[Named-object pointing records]
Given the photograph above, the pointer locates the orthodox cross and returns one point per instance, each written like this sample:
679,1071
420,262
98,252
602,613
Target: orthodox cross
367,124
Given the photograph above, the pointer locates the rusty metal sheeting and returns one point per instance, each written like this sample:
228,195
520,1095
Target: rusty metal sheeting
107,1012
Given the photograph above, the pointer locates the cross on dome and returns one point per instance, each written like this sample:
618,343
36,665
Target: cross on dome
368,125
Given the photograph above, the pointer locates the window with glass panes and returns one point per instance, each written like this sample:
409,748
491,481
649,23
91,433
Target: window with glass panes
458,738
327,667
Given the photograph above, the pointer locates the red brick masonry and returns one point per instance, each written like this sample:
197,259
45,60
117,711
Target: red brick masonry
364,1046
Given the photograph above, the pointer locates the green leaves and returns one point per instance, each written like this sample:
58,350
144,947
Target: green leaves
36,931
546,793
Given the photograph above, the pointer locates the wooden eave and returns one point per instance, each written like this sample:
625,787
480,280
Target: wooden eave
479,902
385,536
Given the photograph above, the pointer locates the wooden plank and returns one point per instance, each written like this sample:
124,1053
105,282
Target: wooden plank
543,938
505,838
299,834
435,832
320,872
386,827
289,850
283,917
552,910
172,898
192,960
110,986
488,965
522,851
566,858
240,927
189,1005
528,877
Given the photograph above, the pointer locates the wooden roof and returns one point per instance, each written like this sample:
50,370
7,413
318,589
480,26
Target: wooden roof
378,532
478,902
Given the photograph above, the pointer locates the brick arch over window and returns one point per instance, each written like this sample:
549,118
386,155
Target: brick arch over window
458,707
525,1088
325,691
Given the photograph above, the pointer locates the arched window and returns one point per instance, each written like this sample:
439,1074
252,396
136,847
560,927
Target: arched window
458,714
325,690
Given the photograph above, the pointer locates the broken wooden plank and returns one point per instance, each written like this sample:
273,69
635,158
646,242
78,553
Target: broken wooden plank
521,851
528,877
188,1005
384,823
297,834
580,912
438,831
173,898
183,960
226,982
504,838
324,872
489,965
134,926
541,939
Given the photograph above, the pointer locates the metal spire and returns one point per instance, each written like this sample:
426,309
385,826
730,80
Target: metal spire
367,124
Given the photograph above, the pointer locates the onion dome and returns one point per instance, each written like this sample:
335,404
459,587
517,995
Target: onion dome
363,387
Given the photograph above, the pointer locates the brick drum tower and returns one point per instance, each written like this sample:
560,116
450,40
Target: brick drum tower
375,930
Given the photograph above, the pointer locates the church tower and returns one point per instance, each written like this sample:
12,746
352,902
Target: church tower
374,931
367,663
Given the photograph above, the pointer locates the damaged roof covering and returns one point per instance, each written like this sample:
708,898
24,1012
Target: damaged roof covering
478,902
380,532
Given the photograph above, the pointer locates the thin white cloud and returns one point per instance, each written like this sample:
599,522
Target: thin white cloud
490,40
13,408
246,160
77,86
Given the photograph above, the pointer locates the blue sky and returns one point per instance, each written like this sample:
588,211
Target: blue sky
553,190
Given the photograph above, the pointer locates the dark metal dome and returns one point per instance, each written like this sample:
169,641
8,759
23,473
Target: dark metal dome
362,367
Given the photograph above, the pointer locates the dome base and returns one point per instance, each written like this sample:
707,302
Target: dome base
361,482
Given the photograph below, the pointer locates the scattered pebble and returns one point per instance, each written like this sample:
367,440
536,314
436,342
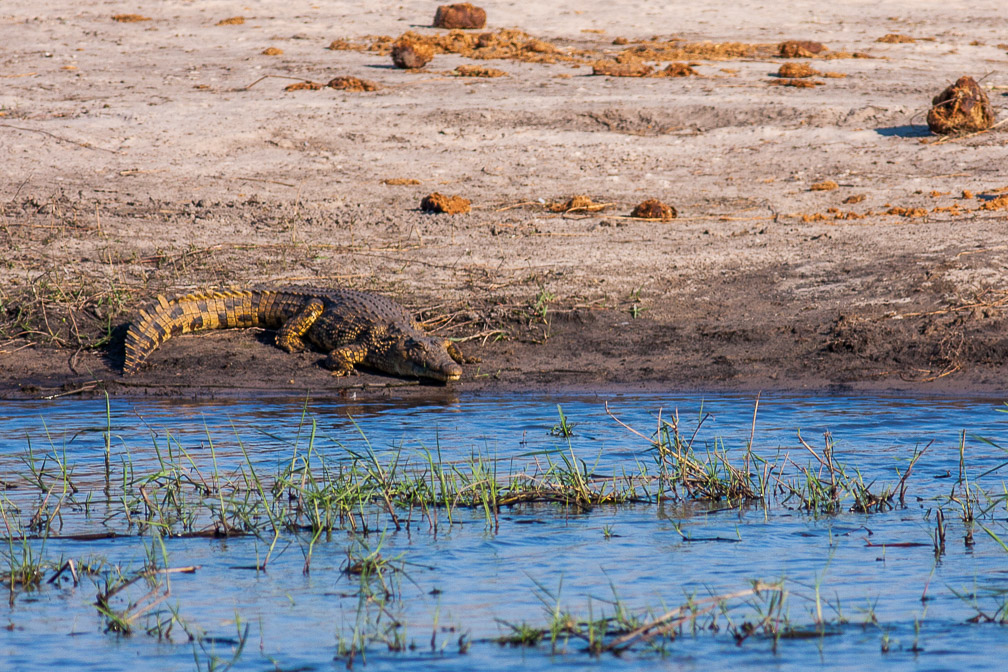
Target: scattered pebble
801,48
461,15
652,209
795,70
962,108
411,54
479,71
347,83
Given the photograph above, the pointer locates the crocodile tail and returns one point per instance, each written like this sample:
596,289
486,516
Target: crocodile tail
194,312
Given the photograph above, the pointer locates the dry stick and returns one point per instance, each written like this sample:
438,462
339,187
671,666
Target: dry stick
951,138
670,620
60,139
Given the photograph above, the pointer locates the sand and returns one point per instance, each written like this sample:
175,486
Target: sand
165,155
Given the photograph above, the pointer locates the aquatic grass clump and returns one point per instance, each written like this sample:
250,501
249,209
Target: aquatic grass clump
833,487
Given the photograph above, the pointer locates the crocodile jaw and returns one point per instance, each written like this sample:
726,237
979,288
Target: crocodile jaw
422,358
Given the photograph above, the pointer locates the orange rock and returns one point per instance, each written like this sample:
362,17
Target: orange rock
441,204
962,108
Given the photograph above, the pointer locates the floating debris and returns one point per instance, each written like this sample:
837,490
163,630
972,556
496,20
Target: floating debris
962,108
652,209
460,15
441,204
801,48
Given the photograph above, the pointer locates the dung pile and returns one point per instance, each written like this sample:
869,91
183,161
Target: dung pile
347,83
460,15
410,53
962,108
579,203
795,70
801,48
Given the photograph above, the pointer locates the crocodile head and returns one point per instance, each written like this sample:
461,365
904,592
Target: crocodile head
422,357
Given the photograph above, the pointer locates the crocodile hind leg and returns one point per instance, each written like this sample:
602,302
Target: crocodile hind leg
290,337
342,360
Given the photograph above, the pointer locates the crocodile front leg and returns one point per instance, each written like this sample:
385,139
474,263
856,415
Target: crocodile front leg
456,354
342,360
290,336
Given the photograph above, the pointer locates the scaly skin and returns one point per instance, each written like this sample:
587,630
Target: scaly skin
354,327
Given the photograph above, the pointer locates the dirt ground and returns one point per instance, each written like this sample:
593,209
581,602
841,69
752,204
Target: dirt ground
165,155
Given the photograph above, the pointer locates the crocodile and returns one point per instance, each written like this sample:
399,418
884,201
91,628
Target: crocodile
353,327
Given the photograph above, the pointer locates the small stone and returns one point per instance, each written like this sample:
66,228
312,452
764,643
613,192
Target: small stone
896,38
801,48
410,54
793,70
441,204
628,69
347,83
479,71
962,108
652,209
460,15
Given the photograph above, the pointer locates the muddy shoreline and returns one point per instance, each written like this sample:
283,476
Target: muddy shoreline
166,156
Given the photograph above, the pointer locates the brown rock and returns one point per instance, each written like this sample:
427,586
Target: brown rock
628,69
437,203
304,86
962,108
801,48
460,15
796,70
347,83
652,209
410,54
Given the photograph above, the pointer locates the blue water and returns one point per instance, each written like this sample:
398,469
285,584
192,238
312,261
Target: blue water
471,577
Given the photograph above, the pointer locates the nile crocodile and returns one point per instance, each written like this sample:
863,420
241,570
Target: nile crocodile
354,327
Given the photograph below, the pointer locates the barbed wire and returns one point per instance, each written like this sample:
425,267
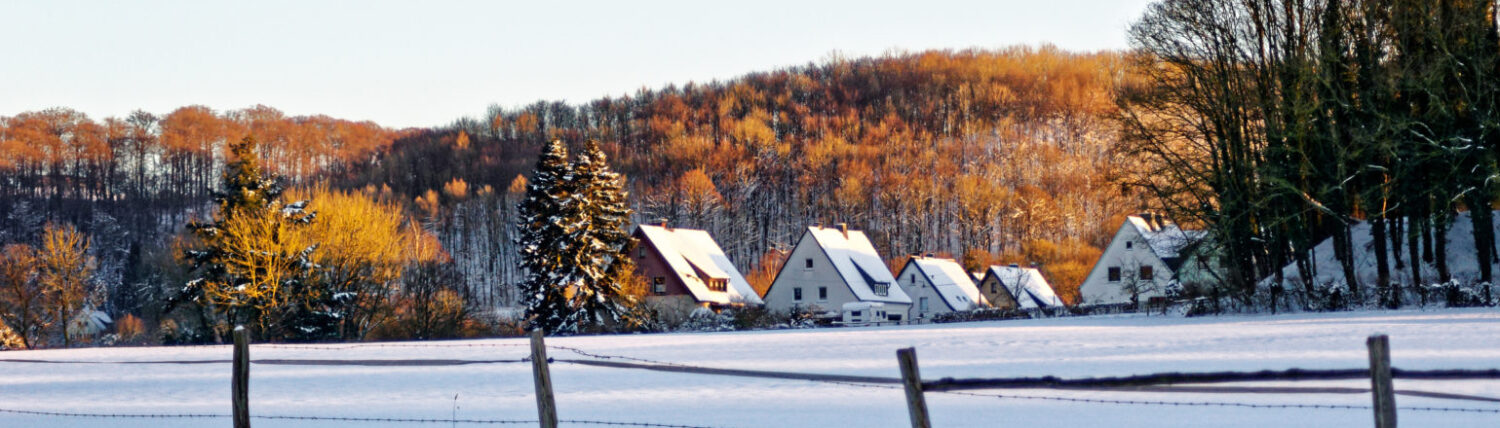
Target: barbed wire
615,356
338,418
383,346
1209,403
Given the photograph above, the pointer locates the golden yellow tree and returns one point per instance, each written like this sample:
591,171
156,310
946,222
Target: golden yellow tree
23,298
363,247
251,260
66,271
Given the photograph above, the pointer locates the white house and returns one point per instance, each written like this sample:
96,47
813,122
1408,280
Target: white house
831,266
938,286
1020,287
1139,263
689,263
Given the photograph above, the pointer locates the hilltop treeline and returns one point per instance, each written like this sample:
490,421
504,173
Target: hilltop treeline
1283,123
984,155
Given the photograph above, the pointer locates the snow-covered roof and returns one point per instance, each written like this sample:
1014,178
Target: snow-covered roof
950,281
693,256
1028,286
1164,238
858,263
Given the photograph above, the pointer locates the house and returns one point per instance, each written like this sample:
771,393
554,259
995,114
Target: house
1014,287
864,314
686,263
1139,263
831,266
938,286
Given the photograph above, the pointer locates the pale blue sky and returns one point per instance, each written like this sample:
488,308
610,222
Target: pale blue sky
423,63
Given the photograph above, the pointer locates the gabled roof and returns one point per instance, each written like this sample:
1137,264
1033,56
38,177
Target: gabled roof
1028,286
854,257
950,281
1163,236
695,257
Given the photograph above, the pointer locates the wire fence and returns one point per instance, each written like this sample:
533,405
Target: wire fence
338,418
1163,382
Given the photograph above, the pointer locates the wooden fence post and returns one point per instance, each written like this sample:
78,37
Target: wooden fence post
1380,385
914,388
240,385
546,407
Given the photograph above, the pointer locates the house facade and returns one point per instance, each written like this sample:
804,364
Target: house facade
686,263
1014,287
1139,263
831,266
938,286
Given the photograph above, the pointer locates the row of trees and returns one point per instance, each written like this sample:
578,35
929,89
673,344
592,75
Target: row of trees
1280,123
44,289
984,153
312,263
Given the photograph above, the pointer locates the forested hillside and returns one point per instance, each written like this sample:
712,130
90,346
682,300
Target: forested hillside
986,155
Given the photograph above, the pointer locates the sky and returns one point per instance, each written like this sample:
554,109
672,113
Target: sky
428,63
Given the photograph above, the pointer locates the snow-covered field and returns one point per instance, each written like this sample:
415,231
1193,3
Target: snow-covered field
1067,347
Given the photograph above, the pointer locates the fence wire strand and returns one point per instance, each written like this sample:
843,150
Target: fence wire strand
339,418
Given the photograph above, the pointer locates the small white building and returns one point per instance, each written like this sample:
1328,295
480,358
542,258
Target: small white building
938,286
1139,262
864,314
831,266
1020,287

### GIVEN REQUEST:
Quote only the lines from the line containing "the snow-covered field" through the end of the entries, keeping the first and the last.

### SOLUTION BELOW:
Given the photograph above, the pointer locates the snow-covered field and returns one point per instance, each written like this sample:
415,231
1193,3
Target: snow-covered field
1067,347
Given the photograph above, the pointer locates the fence wire strand and returns one point per instance, each written like this sample:
843,150
Target: fence wire strand
339,418
Given the photograph above, the pointer locates the small white building and returns one point per instance, each written like this sample:
1328,295
480,358
542,258
Target: small white building
938,286
1139,262
864,314
831,266
1020,287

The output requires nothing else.